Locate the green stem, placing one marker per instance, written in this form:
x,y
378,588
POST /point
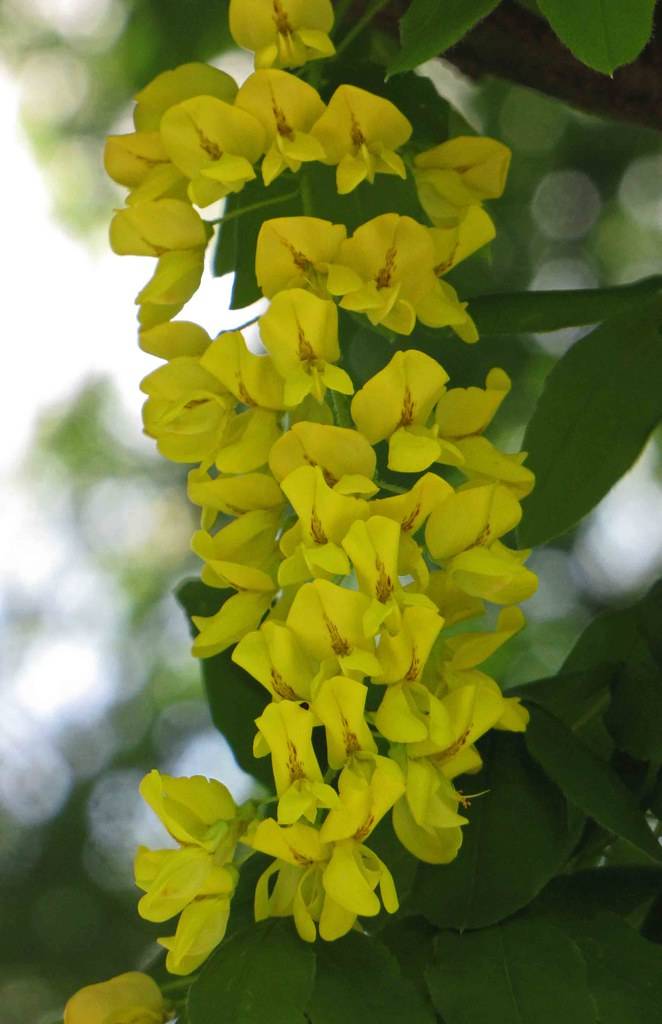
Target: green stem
x,y
252,206
341,9
392,487
365,19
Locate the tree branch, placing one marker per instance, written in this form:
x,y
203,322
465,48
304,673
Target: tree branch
x,y
519,46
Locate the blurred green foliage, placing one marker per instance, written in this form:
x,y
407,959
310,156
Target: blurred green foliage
x,y
580,210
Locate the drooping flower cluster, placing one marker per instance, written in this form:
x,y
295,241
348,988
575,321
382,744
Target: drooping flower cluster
x,y
347,588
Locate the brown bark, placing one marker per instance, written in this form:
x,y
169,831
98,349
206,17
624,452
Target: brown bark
x,y
516,45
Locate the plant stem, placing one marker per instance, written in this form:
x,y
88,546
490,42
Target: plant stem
x,y
252,206
365,19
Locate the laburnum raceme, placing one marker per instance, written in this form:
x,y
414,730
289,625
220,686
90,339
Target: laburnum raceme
x,y
352,594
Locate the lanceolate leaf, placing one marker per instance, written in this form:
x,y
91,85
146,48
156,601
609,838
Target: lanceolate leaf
x,y
598,406
516,312
262,975
359,981
604,34
430,27
516,973
587,781
518,838
235,698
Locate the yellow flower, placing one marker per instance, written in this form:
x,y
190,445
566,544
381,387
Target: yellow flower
x,y
466,412
275,657
287,108
368,787
328,621
243,554
339,704
198,880
454,176
252,379
344,457
176,278
214,143
360,133
128,998
170,340
396,403
300,333
201,927
285,731
232,495
324,515
158,227
295,252
473,515
494,573
425,819
237,616
452,245
386,270
172,87
188,410
283,33
403,655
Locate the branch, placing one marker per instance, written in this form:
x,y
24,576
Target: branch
x,y
515,45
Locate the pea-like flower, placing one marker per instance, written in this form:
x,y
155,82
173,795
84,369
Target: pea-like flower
x,y
287,108
198,879
285,731
300,333
360,133
345,458
456,175
275,657
170,87
130,997
386,270
296,252
283,33
157,227
397,403
214,144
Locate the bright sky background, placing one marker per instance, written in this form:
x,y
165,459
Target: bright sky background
x,y
68,315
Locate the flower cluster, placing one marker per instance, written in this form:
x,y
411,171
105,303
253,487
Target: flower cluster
x,y
352,595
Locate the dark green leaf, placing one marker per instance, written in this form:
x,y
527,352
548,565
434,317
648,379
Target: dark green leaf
x,y
604,34
518,973
587,781
518,838
262,975
431,27
600,403
584,895
238,237
519,312
624,972
236,699
359,981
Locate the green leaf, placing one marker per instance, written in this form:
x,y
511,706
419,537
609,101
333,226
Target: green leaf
x,y
238,237
518,973
584,895
588,782
359,981
598,406
520,312
431,27
262,975
603,34
518,838
236,699
624,972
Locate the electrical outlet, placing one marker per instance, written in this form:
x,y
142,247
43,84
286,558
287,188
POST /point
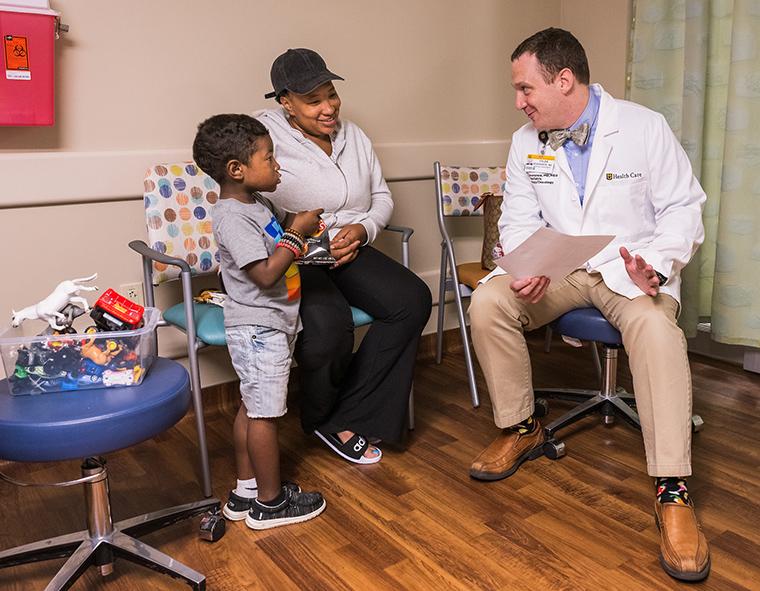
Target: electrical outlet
x,y
134,292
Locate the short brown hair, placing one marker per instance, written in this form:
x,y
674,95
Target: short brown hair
x,y
556,49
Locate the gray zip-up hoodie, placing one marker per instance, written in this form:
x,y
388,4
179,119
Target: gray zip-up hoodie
x,y
348,185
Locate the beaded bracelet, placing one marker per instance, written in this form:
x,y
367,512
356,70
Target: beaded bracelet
x,y
290,241
295,232
299,243
290,247
294,235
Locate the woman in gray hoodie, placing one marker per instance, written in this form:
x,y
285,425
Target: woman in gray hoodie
x,y
346,400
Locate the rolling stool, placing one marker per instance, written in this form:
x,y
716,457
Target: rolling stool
x,y
86,424
588,324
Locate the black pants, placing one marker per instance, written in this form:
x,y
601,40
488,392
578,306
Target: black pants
x,y
367,392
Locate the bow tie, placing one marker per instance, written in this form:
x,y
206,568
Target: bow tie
x,y
556,137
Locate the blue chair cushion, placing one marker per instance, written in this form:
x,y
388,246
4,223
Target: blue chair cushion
x,y
77,424
587,324
360,317
209,322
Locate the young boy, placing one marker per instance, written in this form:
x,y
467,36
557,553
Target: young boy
x,y
261,311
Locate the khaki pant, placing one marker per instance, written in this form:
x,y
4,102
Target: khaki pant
x,y
655,345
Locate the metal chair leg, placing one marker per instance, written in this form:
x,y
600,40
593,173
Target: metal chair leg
x,y
134,550
411,409
441,306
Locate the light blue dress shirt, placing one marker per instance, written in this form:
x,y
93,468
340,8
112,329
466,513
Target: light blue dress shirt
x,y
579,156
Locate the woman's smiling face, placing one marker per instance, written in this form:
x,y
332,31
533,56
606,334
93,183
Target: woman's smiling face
x,y
315,113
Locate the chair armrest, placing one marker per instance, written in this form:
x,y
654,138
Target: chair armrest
x,y
406,233
146,251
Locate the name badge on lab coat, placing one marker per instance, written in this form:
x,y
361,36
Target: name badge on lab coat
x,y
539,163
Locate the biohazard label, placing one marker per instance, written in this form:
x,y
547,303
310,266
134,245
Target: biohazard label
x,y
16,58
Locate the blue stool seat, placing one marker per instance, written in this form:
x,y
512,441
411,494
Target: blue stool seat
x,y
360,317
82,423
86,424
587,324
209,321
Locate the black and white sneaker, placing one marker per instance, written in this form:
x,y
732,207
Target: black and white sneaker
x,y
294,508
237,507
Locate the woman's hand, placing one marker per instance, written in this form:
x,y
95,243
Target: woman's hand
x,y
345,245
306,222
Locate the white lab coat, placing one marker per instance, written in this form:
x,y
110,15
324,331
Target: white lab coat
x,y
639,187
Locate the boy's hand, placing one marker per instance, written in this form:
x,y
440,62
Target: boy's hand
x,y
307,222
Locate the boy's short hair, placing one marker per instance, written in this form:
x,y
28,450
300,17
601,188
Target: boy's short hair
x,y
556,49
222,138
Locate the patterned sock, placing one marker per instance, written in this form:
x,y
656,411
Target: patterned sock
x,y
247,489
524,427
672,489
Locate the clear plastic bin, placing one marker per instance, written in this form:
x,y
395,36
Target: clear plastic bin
x,y
35,364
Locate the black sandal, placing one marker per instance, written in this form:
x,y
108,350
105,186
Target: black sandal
x,y
352,450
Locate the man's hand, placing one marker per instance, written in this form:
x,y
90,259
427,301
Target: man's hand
x,y
345,246
531,289
641,273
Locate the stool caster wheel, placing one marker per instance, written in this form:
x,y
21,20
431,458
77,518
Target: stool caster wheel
x,y
554,449
540,408
212,526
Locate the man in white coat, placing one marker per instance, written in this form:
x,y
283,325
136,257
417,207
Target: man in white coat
x,y
590,164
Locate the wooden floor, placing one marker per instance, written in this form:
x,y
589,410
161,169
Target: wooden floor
x,y
416,520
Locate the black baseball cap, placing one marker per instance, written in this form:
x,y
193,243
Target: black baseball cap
x,y
300,71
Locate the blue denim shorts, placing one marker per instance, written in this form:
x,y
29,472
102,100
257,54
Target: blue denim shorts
x,y
261,357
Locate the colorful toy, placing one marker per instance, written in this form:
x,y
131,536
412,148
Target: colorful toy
x,y
49,309
113,311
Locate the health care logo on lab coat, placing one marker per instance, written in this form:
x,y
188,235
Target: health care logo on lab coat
x,y
617,176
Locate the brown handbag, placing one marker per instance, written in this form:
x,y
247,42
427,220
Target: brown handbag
x,y
491,212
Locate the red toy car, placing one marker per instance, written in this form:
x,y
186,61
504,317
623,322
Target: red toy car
x,y
115,312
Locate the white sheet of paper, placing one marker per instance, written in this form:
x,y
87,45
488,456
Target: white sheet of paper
x,y
551,254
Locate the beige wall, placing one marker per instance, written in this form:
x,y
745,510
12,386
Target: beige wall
x,y
427,80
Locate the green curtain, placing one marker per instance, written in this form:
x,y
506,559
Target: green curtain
x,y
698,63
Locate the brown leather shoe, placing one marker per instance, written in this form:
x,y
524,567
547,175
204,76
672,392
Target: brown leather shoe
x,y
505,454
683,547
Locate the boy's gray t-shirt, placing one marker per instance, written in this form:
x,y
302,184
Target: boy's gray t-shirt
x,y
244,233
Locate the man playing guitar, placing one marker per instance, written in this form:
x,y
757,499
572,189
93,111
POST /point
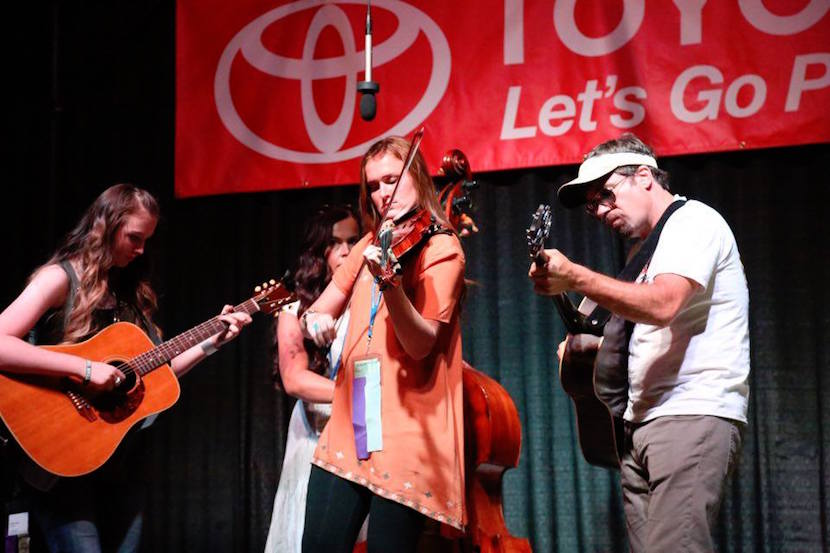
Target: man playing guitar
x,y
688,352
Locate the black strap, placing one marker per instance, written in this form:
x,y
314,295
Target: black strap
x,y
600,315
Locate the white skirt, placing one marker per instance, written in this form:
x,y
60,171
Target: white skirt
x,y
288,518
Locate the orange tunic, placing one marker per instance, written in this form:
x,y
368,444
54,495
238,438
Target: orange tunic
x,y
422,461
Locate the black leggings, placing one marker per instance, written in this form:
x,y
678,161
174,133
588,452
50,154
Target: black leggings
x,y
336,509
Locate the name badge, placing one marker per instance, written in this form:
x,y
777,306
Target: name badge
x,y
366,396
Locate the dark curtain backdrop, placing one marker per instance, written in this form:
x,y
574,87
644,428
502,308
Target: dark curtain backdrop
x,y
92,103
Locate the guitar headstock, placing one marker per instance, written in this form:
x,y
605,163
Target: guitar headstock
x,y
272,295
538,230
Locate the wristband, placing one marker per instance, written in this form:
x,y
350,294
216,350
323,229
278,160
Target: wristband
x,y
208,347
304,318
87,372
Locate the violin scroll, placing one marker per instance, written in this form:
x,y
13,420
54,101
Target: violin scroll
x,y
455,183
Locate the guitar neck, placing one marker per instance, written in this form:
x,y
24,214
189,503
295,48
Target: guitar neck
x,y
163,353
575,322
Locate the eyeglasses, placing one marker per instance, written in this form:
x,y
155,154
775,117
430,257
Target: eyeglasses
x,y
603,196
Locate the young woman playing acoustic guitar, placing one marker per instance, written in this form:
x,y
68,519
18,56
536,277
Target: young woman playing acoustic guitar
x,y
98,276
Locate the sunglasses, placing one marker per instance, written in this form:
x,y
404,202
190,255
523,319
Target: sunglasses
x,y
602,196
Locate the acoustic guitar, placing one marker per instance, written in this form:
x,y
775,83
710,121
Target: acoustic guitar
x,y
600,432
68,433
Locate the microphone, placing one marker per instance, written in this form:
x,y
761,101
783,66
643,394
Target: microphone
x,y
368,88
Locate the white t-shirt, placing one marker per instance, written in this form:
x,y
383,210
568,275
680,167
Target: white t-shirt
x,y
699,363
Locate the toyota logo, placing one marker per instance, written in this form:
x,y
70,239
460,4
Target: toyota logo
x,y
329,138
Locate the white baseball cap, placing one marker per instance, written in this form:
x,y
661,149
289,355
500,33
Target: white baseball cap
x,y
572,193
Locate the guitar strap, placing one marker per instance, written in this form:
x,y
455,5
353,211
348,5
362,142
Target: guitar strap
x,y
611,369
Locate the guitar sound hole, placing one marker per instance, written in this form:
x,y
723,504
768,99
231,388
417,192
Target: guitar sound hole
x,y
121,402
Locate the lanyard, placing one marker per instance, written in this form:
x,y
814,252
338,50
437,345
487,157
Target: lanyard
x,y
377,296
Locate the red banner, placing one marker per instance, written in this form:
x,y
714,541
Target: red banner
x,y
266,92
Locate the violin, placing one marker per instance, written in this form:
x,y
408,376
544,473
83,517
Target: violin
x,y
454,184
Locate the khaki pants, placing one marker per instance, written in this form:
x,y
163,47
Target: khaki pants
x,y
674,471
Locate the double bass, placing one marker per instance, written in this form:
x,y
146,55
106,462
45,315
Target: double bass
x,y
492,429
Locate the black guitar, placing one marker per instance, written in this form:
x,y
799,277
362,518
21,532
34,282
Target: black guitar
x,y
600,432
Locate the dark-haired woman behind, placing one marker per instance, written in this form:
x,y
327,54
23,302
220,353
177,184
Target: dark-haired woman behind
x,y
96,277
307,371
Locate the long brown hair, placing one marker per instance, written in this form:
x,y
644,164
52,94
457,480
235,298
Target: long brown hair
x,y
89,247
427,197
311,275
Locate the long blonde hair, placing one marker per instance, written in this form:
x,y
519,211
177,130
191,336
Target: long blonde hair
x,y
425,188
89,247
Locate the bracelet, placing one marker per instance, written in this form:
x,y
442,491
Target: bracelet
x,y
304,318
87,372
208,347
383,283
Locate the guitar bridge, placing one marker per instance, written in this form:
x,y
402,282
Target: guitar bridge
x,y
82,406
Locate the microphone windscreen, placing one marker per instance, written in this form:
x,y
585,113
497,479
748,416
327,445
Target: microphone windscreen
x,y
368,107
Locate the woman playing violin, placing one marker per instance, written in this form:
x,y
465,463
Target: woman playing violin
x,y
393,447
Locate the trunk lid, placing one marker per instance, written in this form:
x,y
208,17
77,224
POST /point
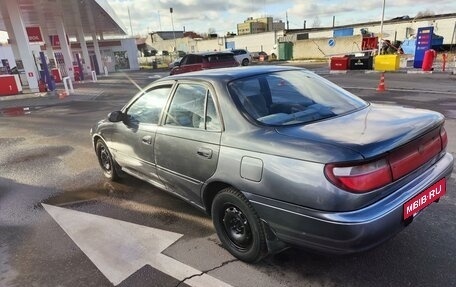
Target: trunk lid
x,y
372,131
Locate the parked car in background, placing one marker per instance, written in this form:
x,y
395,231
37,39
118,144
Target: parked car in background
x,y
256,56
203,61
242,56
175,63
280,156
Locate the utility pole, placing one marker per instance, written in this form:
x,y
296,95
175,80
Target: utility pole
x,y
380,39
288,23
174,34
129,17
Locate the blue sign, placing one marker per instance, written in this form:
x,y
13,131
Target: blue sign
x,y
423,43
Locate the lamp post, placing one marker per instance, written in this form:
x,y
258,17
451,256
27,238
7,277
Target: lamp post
x,y
174,34
380,40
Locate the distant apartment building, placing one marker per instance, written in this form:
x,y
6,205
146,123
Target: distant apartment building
x,y
259,25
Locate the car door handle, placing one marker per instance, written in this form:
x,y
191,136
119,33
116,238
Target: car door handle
x,y
147,140
204,152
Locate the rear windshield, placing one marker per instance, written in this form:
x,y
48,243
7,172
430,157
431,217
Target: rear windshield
x,y
292,97
228,57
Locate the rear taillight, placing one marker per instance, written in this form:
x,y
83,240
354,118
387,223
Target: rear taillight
x,y
360,178
443,137
368,176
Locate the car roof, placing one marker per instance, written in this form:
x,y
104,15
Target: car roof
x,y
231,73
210,53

== == ==

Would you please reproduce every line from the one containing "Target: utility pole" through the final line of the listing, and only those lines?

Target: utility pole
x,y
380,39
288,23
174,34
129,17
Locate the blue sign, placing one marker per instance, written in this form:
x,y
13,131
Target: blue sign
x,y
423,43
Locate the lamp post, placing one marker per instance, written in this form:
x,y
258,17
451,256
27,238
7,277
Target: lamp post
x,y
174,34
380,40
Locate the distant apartment building, placing one marker per instance, written in this form:
x,y
6,205
146,123
Target: distant apartment building
x,y
259,25
Locate the car door handle, placing one marker per instance, written in this form:
x,y
191,136
119,33
116,238
Target: car door handle
x,y
147,140
204,152
Locate the rear windshield, placing one marker per instance, written in this form:
x,y
48,243
7,172
430,157
431,217
Target: rear windshield
x,y
292,97
228,57
Locate the rear taillight, placing one marker per instance, written in this form:
x,y
83,240
354,118
387,223
Target: rear taillight
x,y
360,178
443,137
368,176
Locate the car roof, placing one marker per instance, written in this form:
x,y
104,15
Target: car roof
x,y
231,73
210,53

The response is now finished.